WORK REQUIRED: In this exercise, the data must be written out exactly.

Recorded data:

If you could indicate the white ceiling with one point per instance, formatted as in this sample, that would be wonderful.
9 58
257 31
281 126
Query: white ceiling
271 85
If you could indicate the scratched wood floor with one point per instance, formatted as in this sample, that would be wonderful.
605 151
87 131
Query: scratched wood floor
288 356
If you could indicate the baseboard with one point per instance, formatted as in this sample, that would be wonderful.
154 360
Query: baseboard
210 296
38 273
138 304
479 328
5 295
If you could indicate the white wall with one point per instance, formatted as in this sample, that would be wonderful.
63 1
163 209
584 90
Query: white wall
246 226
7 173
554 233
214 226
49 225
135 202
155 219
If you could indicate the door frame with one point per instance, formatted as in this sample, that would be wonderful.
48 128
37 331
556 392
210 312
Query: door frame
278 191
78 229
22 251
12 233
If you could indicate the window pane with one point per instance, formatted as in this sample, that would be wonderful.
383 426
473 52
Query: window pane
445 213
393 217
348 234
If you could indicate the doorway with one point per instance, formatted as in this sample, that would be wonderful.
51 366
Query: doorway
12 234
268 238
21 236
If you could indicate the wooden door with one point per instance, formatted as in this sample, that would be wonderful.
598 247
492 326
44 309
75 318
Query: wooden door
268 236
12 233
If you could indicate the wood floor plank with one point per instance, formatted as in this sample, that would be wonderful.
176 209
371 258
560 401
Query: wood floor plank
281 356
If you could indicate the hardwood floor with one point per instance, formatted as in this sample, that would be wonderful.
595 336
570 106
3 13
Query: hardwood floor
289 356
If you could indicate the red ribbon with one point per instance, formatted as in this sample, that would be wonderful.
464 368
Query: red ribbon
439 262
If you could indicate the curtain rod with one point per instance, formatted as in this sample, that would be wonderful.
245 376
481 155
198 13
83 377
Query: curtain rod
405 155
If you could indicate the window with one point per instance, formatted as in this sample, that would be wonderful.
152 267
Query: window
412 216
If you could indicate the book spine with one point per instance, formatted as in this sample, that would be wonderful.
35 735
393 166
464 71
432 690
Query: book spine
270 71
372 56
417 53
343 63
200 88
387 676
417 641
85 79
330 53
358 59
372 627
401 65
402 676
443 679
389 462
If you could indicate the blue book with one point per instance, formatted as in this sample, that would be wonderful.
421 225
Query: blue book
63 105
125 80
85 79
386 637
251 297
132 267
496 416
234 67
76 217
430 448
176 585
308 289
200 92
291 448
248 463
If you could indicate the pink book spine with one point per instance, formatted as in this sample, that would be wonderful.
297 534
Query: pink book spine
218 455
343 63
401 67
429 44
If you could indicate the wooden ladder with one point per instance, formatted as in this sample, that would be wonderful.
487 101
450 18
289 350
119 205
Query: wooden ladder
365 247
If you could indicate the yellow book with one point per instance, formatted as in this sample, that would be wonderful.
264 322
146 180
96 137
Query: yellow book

FINAL ANSWER:
If you could indicate the white ceiling with one point per instance, formatted as in this sample, that would be wonderful.
9 58
257 31
281 126
Query: white ceiling
271 85
If you could indicate the scratched wood floor with one point per instance, formatted as in this sample, that would be wonderful.
605 151
87 131
Query: scratched wood floor
288 356
If you could indicate the baseboard with one point per instance, formatted as in this sample, that would be wonderful.
154 360
Query: baseboard
210 296
38 273
138 304
479 328
5 295
If you could indicate the white wall with one point per instance, formatted as in this sample, that would be wonderful.
63 1
163 209
584 90
Query: white wall
246 226
7 173
554 233
214 226
49 225
135 202
155 219
If you could indicate the door frame with one point per instance, formatted as in this sample, that would be wonderful.
48 128
37 331
556 392
210 312
Query: door frame
278 191
78 229
22 251
12 233
If you could indicate the window pane with one point per instance, formatted as in this sample, that would be wonderful.
383 426
473 52
Query: window pane
445 213
393 217
348 234
If you could indicate the doorway with one point per instance, formatted as in this sample, that would be wonderful.
51 366
Query: doorway
12 234
268 238
21 236
If you could indicate the wooden door with one point per instance, formatted as in this sample, that would be wonderful.
598 247
492 326
44 309
75 318
Query: wooden door
268 236
12 233
If you could indicate the wood floor plank with one point per instance, formatted as in this sample, that would be wonderful.
176 209
371 258
560 401
Query: wood floor plank
281 356
If you could indicate the hardwood floor with one point per instance, formatted as in this sample, that would be wonderful.
595 336
570 106
3 13
Query: hardwood floor
289 356
If you could indicate the red ribbon with one point per instance, formatted as in this sample, that would be wonderful.
464 368
Query: red ribbon
439 262
If you could indicate the curtain rod with one point per instance, formatted as in this sample, that would be wonderful.
245 376
481 155
198 13
83 377
Query: curtain rod
405 155
If you could indicate the window with one point per instance, formatted as in this sample, that would be wonderful.
152 267
Query: window
412 216
If you could indicate the book spine with one point per instance, formatted as in this sample, that would be wonderful.
35 735
393 166
464 71
432 690
Query: book spine
270 71
372 56
417 53
343 63
200 88
387 676
417 641
85 79
330 53
358 59
372 627
401 65
402 676
443 679
389 462
If you could indicate the blue book with one point per instance, formatted as in this sample, that would be wonderful.
421 225
Query: blue book
63 105
125 80
85 79
386 637
251 297
132 267
496 416
234 67
76 217
430 448
176 585
308 289
200 92
291 448
248 463
If you could indicate the pink book spine with one point per instance, formatted as in this sample, that would be wonderful.
297 534
Query: pink book spine
218 455
343 63
401 67
429 44
If you could indicate the wooden ladder with one point per instance, formatted as in this sample, that would be wonderful.
487 101
450 18
289 350
119 205
Query: wooden ladder
365 247
If you could indicate the yellow book with one point per instance, formatted as in this sample, that would be wonderful.
264 322
146 180
96 137
Query: yellow book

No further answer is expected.